• Texto para leitura:
^^^^^^^^^^^^^^^^
Numa das cenas iniciais do filme em causa, e tentando explicar ao seu director espiritual e a altos membros do clero argentino por que motivo queria ser missionário e ir para o Japão, mesmo depois de lhe ter sido retirado um pulmão e de não dominar ainda os conhecimentos necessários para tal empreendimento, o seu dom da palavra – em conjunto com uma já bem presente irreverência – levá-lo-iam a ouvir uma espécie de “raspanete” por parte dos seus superiores. “Queres fazer o bem, antes sequer de o entenderes e isto só pode ter uma razão: rezas mal”, disseram-lhe. Não contente com esta afirmação, Bergoglio riposta em discordância e torna a ouvir: “Tens de aprender melhor as coisas simples (…), tens de aprender que a fé não deve ser triste”, disseram-lhe também, sugerindo que não podia “amuar” e que teria um longo caminho de aprendizagem pela frente.

E foi o que fez desde então. Como sumariza o jornalista e sacerdote Antonio Pelayo, correspondente em Roma há mais de três décadas e conhecedor do percurso de “Bergoglio até ser Francisco”, enquanto Papa, conta com vários elementos a seu favor: uma sólida formação teológica por trás da sua descontracção, e o facto de ser um homem do ‘governo’: foi provincial dos jesuítas aos 37 anos, bispo com 46 e aos 59 presidente da agitada Conferência Episcopal Argentina. Sabe mandar. Não deixa passar. Não recua. É um homem prático, organizador e de hierarquia. E, como bom jesuíta, gosta de gerar debates”.
^^^^^^^^^^^^^^^^
• Material de entrada:
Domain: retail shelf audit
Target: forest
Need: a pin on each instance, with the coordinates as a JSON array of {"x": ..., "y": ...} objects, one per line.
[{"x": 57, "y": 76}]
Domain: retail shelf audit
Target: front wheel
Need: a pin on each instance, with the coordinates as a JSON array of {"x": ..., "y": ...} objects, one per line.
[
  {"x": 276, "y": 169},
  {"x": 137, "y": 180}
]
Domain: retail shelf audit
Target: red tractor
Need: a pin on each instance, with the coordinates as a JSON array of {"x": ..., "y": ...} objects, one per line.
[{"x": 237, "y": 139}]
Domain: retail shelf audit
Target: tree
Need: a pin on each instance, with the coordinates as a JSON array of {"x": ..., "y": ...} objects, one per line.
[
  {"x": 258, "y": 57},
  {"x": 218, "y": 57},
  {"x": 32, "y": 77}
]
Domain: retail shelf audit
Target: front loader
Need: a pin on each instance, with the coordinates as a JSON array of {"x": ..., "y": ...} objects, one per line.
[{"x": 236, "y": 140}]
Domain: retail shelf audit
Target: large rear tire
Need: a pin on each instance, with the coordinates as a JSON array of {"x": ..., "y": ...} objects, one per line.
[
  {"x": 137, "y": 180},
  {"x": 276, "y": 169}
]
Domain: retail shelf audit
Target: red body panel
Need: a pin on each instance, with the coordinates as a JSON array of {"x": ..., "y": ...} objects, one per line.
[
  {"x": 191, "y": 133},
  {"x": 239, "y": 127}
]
^^^^^^^^^^^^^^^^
• O que se pede:
a – Extraia integralmente o texto sobre Bergoglio, sem qualquer alteração.
b – Conte as linhas da listagem que contêm a string "front", distinguindo maiúsculas de minúsculas. Indique apenas o número.

• Respostas:
a –
Numa das cenas iniciais do filme em causa, e tentando explicar ao seu director espiritual e a altos membros do clero argentino por que motivo queria ser missionário e ir para o Japão, mesmo depois de lhe ter sido retirado um pulmão e de não dominar ainda os conhecimentos necessários para tal empreendimento, o seu dom da palavra – em conjunto com uma já bem presente irreverência – levá-lo-iam a ouvir uma espécie de “raspanete” por parte dos seus superiores. “Queres fazer o bem, antes sequer de o entenderes e isto só pode ter uma razão: rezas mal”, disseram-lhe. Não contente com esta afirmação, Bergoglio riposta em discordância e torna a ouvir: “Tens de aprender melhor as coisas simples (…), tens de aprender que a fé não deve ser triste”, disseram-lhe também, sugerindo que não podia “amuar” e que teria um longo caminho de aprendizagem pela frente.

E foi o que fez desde então. Como sumariza o jornalista e sacerdote Antonio Pelayo, correspondente em Roma há mais de três décadas e conhecedor do percurso de “Bergoglio até ser Francisco”, enquanto Papa, conta com vários elementos a seu favor: uma sólida formação teológica por trás da sua descontracção, e o facto de ser um homem do ‘governo’: foi provincial dos jesuítas aos 37 anos, bispo com 46 e aos 59 presidente da agitada Conferência Episcopal Argentina. Sabe mandar. Não deixa passar. Não recua. É um homem prático, organizador e de hierarquia. E, como bom jesuíta, gosta de gerar debates”.

b – 2